■ Instrução de trabalho A: Segundo o texto sobre o livro de Christian Dunker, qual editora publica a obra?
■ Instrução de trabalho B: Reproduza, por favor, o trecho do texto sobre o livro de Christian Dunker que se inicia com as palavras "Novo livro de Christian Dunker estuda" e se encerra com "e Tratamento (Annablume).".

====== Texto fornecido

Novo livro de Christian Dunker estuda as formas de
relação do sujeito com seu semelhante.
Por Vladimir Safatle
“A cura não
apenas faculta amar e trabalhar, mas sugere que isso possa ser feito segundo
uma nova forma de estar no mundo, uma forma que convida à criação e à invenção
de outras maneiras de satisfação.”
Dificilmente
poderíamos encontrar síntese melhor do que está em jogo na cura do sofrimento
psíquico do que tal afirmação central no novo livro de Christian Dunker, Estrutura
e Constituição da Clínica Psicanalítica: Uma Arqueologia das Práticas de Cura,
Psicoterapia e Tratamento (Annablume).
Partindo
dela, Dunker propõe-se a traçar o lento quadro de constituição da cura do
mal-estar, tal como ele aparece à consciência ocidental desde os gregos.

============
====== Entradas listadas

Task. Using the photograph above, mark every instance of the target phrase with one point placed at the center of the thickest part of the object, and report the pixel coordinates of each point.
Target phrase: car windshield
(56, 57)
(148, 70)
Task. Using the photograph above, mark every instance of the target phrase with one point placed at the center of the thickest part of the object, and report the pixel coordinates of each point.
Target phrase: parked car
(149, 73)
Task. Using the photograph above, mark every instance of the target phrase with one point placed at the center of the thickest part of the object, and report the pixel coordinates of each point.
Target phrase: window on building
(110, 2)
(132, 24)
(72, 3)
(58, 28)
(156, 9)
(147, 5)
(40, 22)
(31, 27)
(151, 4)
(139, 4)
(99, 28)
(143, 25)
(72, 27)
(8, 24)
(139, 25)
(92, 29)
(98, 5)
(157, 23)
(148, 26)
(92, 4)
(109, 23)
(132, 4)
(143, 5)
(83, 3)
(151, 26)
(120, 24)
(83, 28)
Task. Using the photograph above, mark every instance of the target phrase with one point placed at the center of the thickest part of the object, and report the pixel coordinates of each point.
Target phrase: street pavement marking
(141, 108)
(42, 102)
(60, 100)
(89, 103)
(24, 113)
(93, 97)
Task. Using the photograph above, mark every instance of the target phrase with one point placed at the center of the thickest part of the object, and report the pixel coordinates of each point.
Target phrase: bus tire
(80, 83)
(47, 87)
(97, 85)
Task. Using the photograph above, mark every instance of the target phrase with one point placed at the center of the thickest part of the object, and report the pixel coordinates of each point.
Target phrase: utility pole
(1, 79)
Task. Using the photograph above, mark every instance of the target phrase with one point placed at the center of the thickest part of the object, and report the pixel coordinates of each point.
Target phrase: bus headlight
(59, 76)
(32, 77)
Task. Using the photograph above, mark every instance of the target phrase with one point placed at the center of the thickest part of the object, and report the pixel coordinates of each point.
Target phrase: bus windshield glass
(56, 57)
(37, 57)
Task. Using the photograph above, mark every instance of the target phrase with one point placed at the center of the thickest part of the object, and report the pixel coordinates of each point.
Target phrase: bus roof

============

■ Área de resposta A: Annablume.

■ Área de resposta B:
Novo livro de Christian Dunker estuda as formas de
relação do sujeito com seu semelhante.
Por Vladimir Safatle
“A cura não
apenas faculta amar e trabalhar, mas sugere que isso possa ser feito segundo
uma nova forma de estar no mundo, uma forma que convida à criação e à invenção
de outras maneiras de satisfação.”
Dificilmente
poderíamos encontrar síntese melhor do que está em jogo na cura do sofrimento
psíquico do que tal afirmação central no novo livro de Christian Dunker, Estrutura
e Constituição da Clínica Psicanalítica: Uma Arqueologia das Práticas de Cura,
Psicoterapia e Tratamento (Annablume).